Document section
A Ballplayer's Drinking Cup600–900 CE

On view:
Geffen Galleries
Maya ceramic cylinder vessel with cream slip, decorated with red-brown painted glyphs and figural scene showing elaborately costumed figures, with sage green pigment at the rim
Cylindrical ceramic vessel with cream slip and red-painted Maya figural scene; two elaborately dressed figures with large feathered fans and dotted headdresses, accompanied by a band of Maya glyphs near the rim; traces of blue-green pigment along the upper exterior.
Cylindrical Maya ceramic vessel with cream slip and red-painted figural scene; a band of Maya glyphs runs below the rim with traces of green pigment; incised and painted figures in dynamic poses with a supernatural deity figure at right.
Ceramic beaker with slightly flared rim, pale buff surface with remnants of red and green painted decoration, showing significant wear and paint loss.
Cylindrical ceramic vessel with cream slip and red-painted rim, incised with fine-line Maya figural scenes depicting a standing elaborately dressed figure with feathered headdress and a second figure at left; small Maya glyphs visible near lower center.
Title
A Ballplayer's Drinking Cup
Culture
Maya
Place Made
Guatemala, Northern Petén
Date Made
600–900 CE
Medium
Travertine with pigment
Dimensions
Diameter: 7 1/2 in. (19.05 cm) Height: 9 in. (22.86 cm)

List of tasks
1 > Quote the museum entry on the Maya ballplayer's drinking cup, everything from "Ceramic beaker with" down to "near lower center.".
2 > Answer these questions using the museum entry on the Maya ballplayer's drinking cup:
(a) In which galleries is the cup on view?
(b) Where was the cup made?
(c) What is the cup's height?
3 > Proceed with the museum entry on the Maya ballplayer's drinking cup, extending it from the point where it stops.

Dataset extract
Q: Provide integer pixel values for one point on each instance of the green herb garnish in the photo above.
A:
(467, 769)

Results by task
1 >
Ceramic beaker with slightly flared rim, pale buff surface with remnants of red and green painted decoration, showing significant wear and paint loss.
Cylindrical ceramic vessel with cream slip and red-painted rim, incised with fine-line Maya figural scenes depicting a standing elaborately dressed figure with feathered headdress and a second figure at left; small Maya glyphs visible near lower center.

2 >
(a) Geffen Galleries
(b) Guatemala, Northern Petén
(c) 9 in. (22.86 cm)

3 >
Credit Line
Anonymous gift
Accession Number
M.2010.115.875
Classification
Stone
Collecting Area
Art of the Ancient Americas
Curatorial Notes

This is an exquisite example of a rare category of object in Classic Maya society: the travertine drinking vase. Travertine, a form of limestone with a sugary, translucent appearance when polished, requires a sculptor with specialized skill to work. The vessel’s delicate form and the finely incised details of its imagery attest to the remarkable abilities of the artist who created it. The scene etched into the surface of the vase, and rubbed with red pigment, depicts at its center two grappling combatants wielding sharpened bones, perhaps deer ulnae. Their shaven heads, the knotted cords around their necks, and the strips of barkpaper pulled through their earlobes indicate that they are captives. One, named in the caption above him as took’ aj chak xib, “Flint, he, the great/fierce male,” has gained advantage over the other, gouging his cheek while the other stabs at his side. Each combatant appears to be the champion of an attendant, both of whom stand to the side with additional weapons at the ready. Their dress marks them as elites. On the left, a man wears a scribe’s turban, along with a backrack bedecked in plumage and a fantastic oversized jaguar paw; on the right, a man draped in jade jewels and smoking a cigar bears on his head the accoutrements of a king, including a jade diadem headband (M.2010.115.245) and an elaborate feathered headdress.

The text along the rim of the vase does not relate to the pugilistic scene below. Instead, it names the object as a drinking cup belonging to a ballplayer, someone who must have held an elite position in society to own something so rare and finely crafted. As a luxury item used in palatial settings, the vase likely held a frothy chocolate drink.

Alyce de Carteret

2025

Selected Bibliography
  • Houston, Stephen. The Gifted Passage: Young Men in Classic Maya Art and Text. New Haven: Yale University Press, 2018.
  • Looper, Matthew. The Beast Between: Deer in Maya Art and Culture. Austin: University of Texas Press, 2019.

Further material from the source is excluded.